◆ Source:
By comparing Equations \ref{eq13} and \ref{eq15}, we see that the range of angular magnification of a given converging lens is
\[\dfrac{25cm}{f} ≤ M ≤1+\dfrac{25cm}{f}. \nonumber \]
A jeweler wishes to inspect a 3.0-mm-diameter diamond with a magnifier. The diamond is held at the jeweler’s near point (25 cm), and the jeweler holds the magnifying lens close to his eye.
- What should the focal length of the magnifying lens be to see a 15-mm-diameter image of the diamond?
- What should the focal length of the magnifying lens be to obtain 10× magnification?
Strategy
We need to determine the requisite magnification of the magnifier. Because the jeweler holds the magnifying lens close to his eye, we can use Equation \ref{eq13} to find the focal length of the magnifying lens.
Solution
a. The required linear magnification is the ratio of the desired image diameter to the diamond’s actual diameter (Equation \ref{eq15}). Because the jeweler holds the magnifying lens close to his eye and the image forms at his near point, the linear magnification is the same as the angular magnification, so
\[\begin{align*} M &=m=\dfrac{h_i}{h_o}\\[4pt] &=\dfrac{15\,mm}{3.0\,mm} \\[4pt] &=5.0.\end{align*} \nonumber \]
The focal length f of the magnifying lens may be calculated by solving Equation \ref{eq13} for \(f\), which gives
\[M=1+\dfrac{25\,cm}{f} \nonumber \]
\[\begin{align*} f&=\dfrac{25\,cm}{M−1} \\[4pt] &= \dfrac{25\,cm}{5.0−1} \\[4pt] &= 6.3\,cm \end{align*} \nonumber \]
b. To get an image magnified by a factor of ten, we again solve Equation \ref{eq13} for \(f\), but this time we use \(M=10\). The result is
\[\begin{align*} f &=\dfrac{25\,cm}{M−1} \\[4pt] &=\dfrac{25\,cm}{10−1} \\[4pt] &=2.8\,cm. \end{align*} \nonumber \]
Significance
Note that a greater magnification is achieved by using a lens with a smaller focal length. We thus need to use a lens with radii of curvature that are less than a few centimeters and hold it very close to our eye. This is not very convenient. A compound microscope, explored in the following section, can overcome this drawback.

(Boundary annotation records)
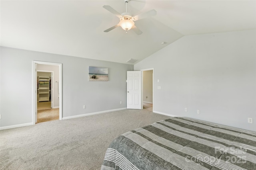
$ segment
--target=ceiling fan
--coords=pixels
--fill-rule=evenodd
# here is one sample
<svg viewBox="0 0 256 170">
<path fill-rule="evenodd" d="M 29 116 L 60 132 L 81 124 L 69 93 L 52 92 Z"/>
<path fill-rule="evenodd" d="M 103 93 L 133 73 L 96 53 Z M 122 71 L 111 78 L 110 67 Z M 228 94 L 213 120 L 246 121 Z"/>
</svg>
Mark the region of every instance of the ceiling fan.
<svg viewBox="0 0 256 170">
<path fill-rule="evenodd" d="M 142 33 L 142 32 L 135 25 L 134 21 L 138 21 L 145 18 L 155 16 L 156 15 L 156 11 L 155 10 L 151 10 L 145 13 L 132 16 L 131 14 L 127 12 L 127 3 L 130 1 L 130 0 L 124 0 L 126 4 L 126 10 L 125 12 L 122 14 L 120 14 L 110 6 L 108 5 L 103 6 L 104 8 L 115 14 L 120 19 L 120 22 L 118 24 L 106 29 L 104 31 L 104 32 L 108 32 L 114 28 L 121 26 L 123 29 L 126 31 L 126 33 L 127 33 L 127 31 L 132 29 L 138 35 Z"/>
</svg>

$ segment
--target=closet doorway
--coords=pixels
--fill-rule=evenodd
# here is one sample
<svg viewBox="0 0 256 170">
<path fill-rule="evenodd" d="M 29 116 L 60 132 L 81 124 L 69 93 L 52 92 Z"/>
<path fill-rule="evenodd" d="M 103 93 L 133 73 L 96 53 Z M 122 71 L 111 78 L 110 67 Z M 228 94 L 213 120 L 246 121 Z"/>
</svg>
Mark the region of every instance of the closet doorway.
<svg viewBox="0 0 256 170">
<path fill-rule="evenodd" d="M 62 64 L 33 61 L 33 124 L 62 119 Z"/>
<path fill-rule="evenodd" d="M 41 66 L 38 65 L 38 68 Z M 52 70 L 58 70 L 54 66 Z M 54 71 L 37 70 L 37 123 L 44 122 L 59 119 L 59 108 L 53 108 L 54 105 Z"/>
<path fill-rule="evenodd" d="M 143 109 L 154 111 L 154 69 L 142 70 L 142 94 Z"/>
</svg>

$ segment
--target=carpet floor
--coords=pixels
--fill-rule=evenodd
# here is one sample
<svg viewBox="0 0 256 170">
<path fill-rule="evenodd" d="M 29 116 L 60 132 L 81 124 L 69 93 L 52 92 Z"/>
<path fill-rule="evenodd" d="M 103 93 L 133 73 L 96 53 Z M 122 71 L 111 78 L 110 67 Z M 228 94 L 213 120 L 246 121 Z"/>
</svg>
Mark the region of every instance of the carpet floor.
<svg viewBox="0 0 256 170">
<path fill-rule="evenodd" d="M 0 131 L 0 169 L 100 170 L 110 143 L 168 117 L 125 109 Z"/>
</svg>

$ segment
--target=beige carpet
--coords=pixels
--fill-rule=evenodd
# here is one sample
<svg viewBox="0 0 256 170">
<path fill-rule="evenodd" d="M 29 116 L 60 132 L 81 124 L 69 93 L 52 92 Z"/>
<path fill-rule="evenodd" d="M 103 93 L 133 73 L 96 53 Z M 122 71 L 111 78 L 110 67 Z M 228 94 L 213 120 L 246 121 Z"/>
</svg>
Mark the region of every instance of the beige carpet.
<svg viewBox="0 0 256 170">
<path fill-rule="evenodd" d="M 2 130 L 0 169 L 99 170 L 115 138 L 167 117 L 125 109 Z"/>
<path fill-rule="evenodd" d="M 37 102 L 37 110 L 44 110 L 51 108 L 50 102 Z"/>
<path fill-rule="evenodd" d="M 58 108 L 37 111 L 37 123 L 58 120 L 59 117 L 60 109 Z"/>
<path fill-rule="evenodd" d="M 153 111 L 153 104 L 143 102 L 143 109 L 146 109 L 150 111 Z"/>
</svg>

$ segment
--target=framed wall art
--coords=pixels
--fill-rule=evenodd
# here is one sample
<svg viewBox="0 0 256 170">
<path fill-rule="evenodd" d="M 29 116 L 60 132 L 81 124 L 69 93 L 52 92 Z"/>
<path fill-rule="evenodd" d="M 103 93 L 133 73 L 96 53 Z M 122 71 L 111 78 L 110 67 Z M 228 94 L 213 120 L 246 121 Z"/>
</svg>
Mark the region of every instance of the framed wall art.
<svg viewBox="0 0 256 170">
<path fill-rule="evenodd" d="M 108 68 L 89 66 L 89 81 L 108 81 Z"/>
</svg>

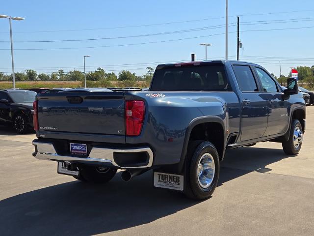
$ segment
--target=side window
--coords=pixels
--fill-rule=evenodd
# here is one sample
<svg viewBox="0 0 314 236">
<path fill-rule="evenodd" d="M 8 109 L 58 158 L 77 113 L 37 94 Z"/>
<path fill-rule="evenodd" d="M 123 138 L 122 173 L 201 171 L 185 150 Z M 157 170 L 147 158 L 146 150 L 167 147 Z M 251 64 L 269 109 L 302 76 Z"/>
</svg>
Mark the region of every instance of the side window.
<svg viewBox="0 0 314 236">
<path fill-rule="evenodd" d="M 236 81 L 242 92 L 257 92 L 259 89 L 251 68 L 247 65 L 234 66 Z"/>
<path fill-rule="evenodd" d="M 8 99 L 8 97 L 6 92 L 3 91 L 0 91 L 0 100 L 1 99 Z"/>
<path fill-rule="evenodd" d="M 278 90 L 274 80 L 263 70 L 260 68 L 255 68 L 256 74 L 262 83 L 263 91 L 264 92 L 277 92 Z"/>
</svg>

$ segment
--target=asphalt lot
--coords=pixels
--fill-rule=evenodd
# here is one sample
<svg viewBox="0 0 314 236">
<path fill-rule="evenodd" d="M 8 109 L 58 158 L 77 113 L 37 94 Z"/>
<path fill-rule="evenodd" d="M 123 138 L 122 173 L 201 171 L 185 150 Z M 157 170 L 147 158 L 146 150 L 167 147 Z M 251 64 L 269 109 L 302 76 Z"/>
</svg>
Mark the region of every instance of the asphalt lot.
<svg viewBox="0 0 314 236">
<path fill-rule="evenodd" d="M 213 196 L 152 186 L 151 173 L 89 185 L 31 155 L 34 134 L 0 126 L 0 235 L 314 235 L 314 106 L 300 154 L 265 142 L 229 150 Z"/>
</svg>

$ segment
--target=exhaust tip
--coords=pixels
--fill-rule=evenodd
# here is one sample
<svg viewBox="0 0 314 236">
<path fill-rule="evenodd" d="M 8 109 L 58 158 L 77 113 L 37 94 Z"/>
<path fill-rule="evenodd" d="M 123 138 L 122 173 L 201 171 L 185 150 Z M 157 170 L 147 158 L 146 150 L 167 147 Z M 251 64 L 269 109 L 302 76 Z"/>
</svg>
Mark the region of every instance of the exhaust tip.
<svg viewBox="0 0 314 236">
<path fill-rule="evenodd" d="M 121 178 L 126 182 L 129 181 L 132 177 L 131 173 L 129 171 L 124 171 L 121 173 Z"/>
</svg>

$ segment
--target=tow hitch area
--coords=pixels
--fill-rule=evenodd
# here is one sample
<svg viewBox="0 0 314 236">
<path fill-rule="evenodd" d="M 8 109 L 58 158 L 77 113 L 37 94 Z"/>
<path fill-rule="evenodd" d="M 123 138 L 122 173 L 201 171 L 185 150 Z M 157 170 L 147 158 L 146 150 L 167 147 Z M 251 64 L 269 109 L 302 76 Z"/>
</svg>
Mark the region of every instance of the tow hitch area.
<svg viewBox="0 0 314 236">
<path fill-rule="evenodd" d="M 79 172 L 76 164 L 59 161 L 58 162 L 58 174 L 72 176 L 78 176 Z"/>
<path fill-rule="evenodd" d="M 183 176 L 154 172 L 154 186 L 158 188 L 183 191 Z"/>
</svg>

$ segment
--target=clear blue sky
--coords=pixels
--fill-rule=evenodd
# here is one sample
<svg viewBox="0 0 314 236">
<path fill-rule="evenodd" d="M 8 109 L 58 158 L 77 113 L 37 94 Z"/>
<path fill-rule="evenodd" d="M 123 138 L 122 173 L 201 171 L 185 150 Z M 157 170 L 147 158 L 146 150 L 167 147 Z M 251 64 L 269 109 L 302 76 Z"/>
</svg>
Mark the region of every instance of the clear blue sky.
<svg viewBox="0 0 314 236">
<path fill-rule="evenodd" d="M 241 15 L 240 17 L 240 30 L 314 27 L 314 2 L 313 0 L 300 1 L 297 4 L 292 0 L 229 0 L 229 15 Z M 303 10 L 307 11 L 248 15 Z M 0 14 L 26 18 L 24 21 L 12 22 L 15 41 L 84 39 L 150 34 L 223 25 L 225 23 L 225 1 L 15 0 L 2 2 Z M 222 18 L 146 27 L 67 31 L 68 30 L 112 28 L 219 17 Z M 293 21 L 296 21 L 294 22 L 283 21 L 286 23 L 278 24 L 264 24 L 266 23 L 265 22 L 247 22 L 270 21 L 267 23 L 273 23 L 275 22 L 273 20 L 297 18 L 306 19 L 294 20 Z M 236 30 L 236 26 L 235 24 L 236 21 L 236 17 L 229 18 L 230 32 Z M 258 23 L 264 24 L 256 24 Z M 248 25 L 252 23 L 254 24 Z M 63 31 L 38 32 L 52 30 Z M 83 56 L 88 55 L 91 57 L 86 59 L 86 65 L 88 66 L 87 71 L 94 70 L 100 66 L 106 71 L 115 70 L 117 73 L 118 70 L 126 69 L 141 75 L 145 73 L 146 67 L 155 68 L 156 64 L 150 64 L 150 62 L 189 60 L 191 53 L 196 53 L 197 59 L 204 59 L 205 49 L 199 45 L 201 43 L 213 44 L 209 48 L 209 58 L 222 59 L 225 55 L 225 35 L 220 34 L 180 41 L 97 48 L 46 50 L 17 49 L 137 44 L 220 34 L 223 33 L 224 30 L 224 28 L 222 27 L 178 33 L 100 40 L 36 43 L 16 42 L 14 44 L 14 48 L 16 49 L 14 52 L 15 65 L 17 71 L 22 71 L 25 68 L 32 68 L 37 72 L 51 72 L 60 68 L 63 69 L 65 71 L 73 69 L 82 70 Z M 229 33 L 230 59 L 236 58 L 234 56 L 236 54 L 236 36 L 235 33 Z M 279 75 L 280 59 L 282 62 L 282 72 L 285 75 L 289 73 L 290 67 L 314 64 L 314 28 L 273 31 L 247 31 L 241 32 L 240 37 L 243 44 L 243 48 L 240 52 L 240 59 L 259 63 L 276 75 Z M 0 19 L 0 41 L 9 40 L 8 20 Z M 9 42 L 0 42 L 0 49 L 9 48 Z M 0 50 L 0 71 L 10 72 L 11 69 L 10 51 Z M 295 58 L 302 59 L 296 59 Z M 138 64 L 127 65 L 136 63 Z M 121 64 L 127 65 L 119 65 Z"/>
</svg>

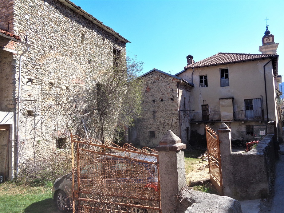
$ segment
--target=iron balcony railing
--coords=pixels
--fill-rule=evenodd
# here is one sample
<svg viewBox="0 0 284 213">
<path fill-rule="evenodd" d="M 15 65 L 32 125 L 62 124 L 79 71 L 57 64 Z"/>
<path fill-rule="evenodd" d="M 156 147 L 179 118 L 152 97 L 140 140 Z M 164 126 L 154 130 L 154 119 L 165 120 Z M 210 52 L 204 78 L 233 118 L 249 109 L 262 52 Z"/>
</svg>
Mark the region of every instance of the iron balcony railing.
<svg viewBox="0 0 284 213">
<path fill-rule="evenodd" d="M 263 110 L 239 110 L 234 111 L 234 120 L 264 120 Z"/>
<path fill-rule="evenodd" d="M 192 122 L 221 121 L 220 111 L 191 112 L 189 113 L 189 120 Z"/>
<path fill-rule="evenodd" d="M 277 102 L 277 106 L 280 106 L 280 105 L 283 103 L 283 99 L 280 97 L 277 97 L 276 100 Z"/>
</svg>

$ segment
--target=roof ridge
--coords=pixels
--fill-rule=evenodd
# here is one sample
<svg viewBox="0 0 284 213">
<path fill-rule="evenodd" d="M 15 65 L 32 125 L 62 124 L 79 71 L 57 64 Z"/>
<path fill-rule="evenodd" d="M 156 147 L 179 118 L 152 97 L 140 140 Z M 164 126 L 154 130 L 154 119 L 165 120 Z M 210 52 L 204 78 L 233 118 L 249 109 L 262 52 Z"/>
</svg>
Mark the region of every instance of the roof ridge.
<svg viewBox="0 0 284 213">
<path fill-rule="evenodd" d="M 236 55 L 275 55 L 276 54 L 257 54 L 256 53 L 219 53 L 219 54 L 235 54 Z"/>
</svg>

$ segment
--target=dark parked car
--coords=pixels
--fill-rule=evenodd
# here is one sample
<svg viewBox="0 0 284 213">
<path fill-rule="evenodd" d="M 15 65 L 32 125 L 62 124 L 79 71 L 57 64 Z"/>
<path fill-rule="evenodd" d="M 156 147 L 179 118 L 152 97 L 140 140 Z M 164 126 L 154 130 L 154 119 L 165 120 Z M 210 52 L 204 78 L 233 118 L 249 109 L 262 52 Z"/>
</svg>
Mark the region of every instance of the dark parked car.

◆ Actions to take:
(a) Gather every line of the entries that contains the word "parked".
(b) Resume the passage on the jeweler's magnifying lens, continuing on from its final sentence.

◆ Answers given:
(a)
--target=dark parked car
Mark the region of every instance of the dark parked car.

(b)
The Camera
Cameras are very common in our everyday life. Between 1825 and 1827, French inventor Nicéphore Niépce successfully photographed an image created by a primitive camera. Since then, enormous progress has been achieved in the design of cameras and camera-based detectors.
Initially, photographs were recorded by using the light-sensitive reaction of silver-based compounds such as silver chloride or silver bromide. Silver-based photographic paper was in common use until the advent of digital photography in the 1980s, which is intimately connected to charge-coupled device (CCD) detectors. In a nutshell, a CCD is a semiconductor chip that records images as a matrix of tiny pixels, each pixel located in a “bin” in the surface. Each pixel is capable of detecting the intensity of light impinging on it. Color is brought into play by putting red-, blue-, and green-colored filters over the pixels, resulting in colored digital images (Figure \(\PageIndex{1}\)). At its best resolution, one CCD pixel corresponds to one pixel of the image. To reduce the resolution and decrease the size of the file, we can “bin” several CCD pixels into one, resulting in a smaller but “pixelated” image.
Clearly, electronics is a big part of a digital camera; however, the underlying physics is basic optics. As a matter of fact, the optics of a camera are pretty much the same as those of a single lens with an object distance that is significantly larger than the lens’s focal distance (Figure \(\PageIndex{2}\)).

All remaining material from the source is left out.